> Extract provided
────────────────────────────────────────

Those couple of hours turned out to be the only training session we had before the race. The next weekend Ian was tied up with the UK Home Boat Builders Rally at Barton Broad. The UK-HBBR are an interesting, loose knit, group of people, with no formal structure, that communicate via a YahooGroup mail list. The UK-HBBR was the reason I had first met Ian. In 2008 he was coordinating arrangements for the first UK-HBBR Barton rally. Having discovered the event, I was researching an article, later published in "Anglia Afloat" magazine. The weather over the Bank Holiday in 2008 had been pretty diabolical. However, those who had attended had enjoyed the venue so much that they had opted to return again. So, once again, Ian had taken responsibility for coordinating the event. With the only weekend left before the race, written off, there was no other free time that we shared up till the race weekend.
It was now the weekend before the race. Ian was at Barton Broad and I needed to move Imagination to Horning to be ready for the race. I approached my usual contact in Horning to beg a berth. I hadn't given the notice that I had in previous years and this time I did need to grovel a little more than before, but in the end it was agreed. I arrived at Hickling late on the Friday night and loaded my boat for a weekend cruise. It was the first time I had arrived at the mooring after dark, so this was the first time I had slept at my mooring rather than swinging on a mud weight in the middle of the Broad.
I awake and stare out the other moorings at the rear of the Pleasure Boat Inn
I awoke to find a clear blue sky and a flat calm. It was ten to seven by the time I poked my head out of the cabin door and took my first photograph. Then I washed and dressed and had breakfast before completing the unpacking of the car. This included putting my bike aboard as that was going to be needed after leaving the boat at Horning for the ride back to Hickling.
On the left, the bike is part folded and on the right, it is packed in the rear foot well. No movement of the car seats is required. It fits with the seats in their normal position
My Brompton cycle is not a cheap machine, but a wonderful piece of engineering and normally claimed to be the smallest folding bike in production. I fell in love with a Brompton in 2003 after a trip with friends from Lancaster to Leeds, taking a route down the Lancaster Canal, through the Ribble Link, across the estuary, then via the Rufford Branch to the main line of the Leeds and Liverpool canal, and so across the Pennines to the Bingley Five Rise, the famous lock system on the outskirts of Halifax. But that is all for a different report. Suffice it to say that I became the main lock-wheeler on that jaunt.

────────────────────────────────────────

> Information shown
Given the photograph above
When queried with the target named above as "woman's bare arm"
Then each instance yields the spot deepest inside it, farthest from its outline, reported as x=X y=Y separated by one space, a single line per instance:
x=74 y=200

────────────────────────────────────────

Revise the boating account by giving everything from "I awake and" down to "back to Hickling." again, with "clear blue sky" changed to "cloudless sky". The listing comes from a different source than the text.

I awake and stare out the other moorings at the rear of the Pleasure Boat Inn
I awoke to find a cloudless sky and a flat calm. It was ten to seven by the time I poked my head out of the cabin door and took my first photograph. Then I washed and dressed and had breakfast before completing the unpacking of the car. This included putting my bike aboard as that was going to be needed after leaving the boat at Horning for the ride back to Hickling.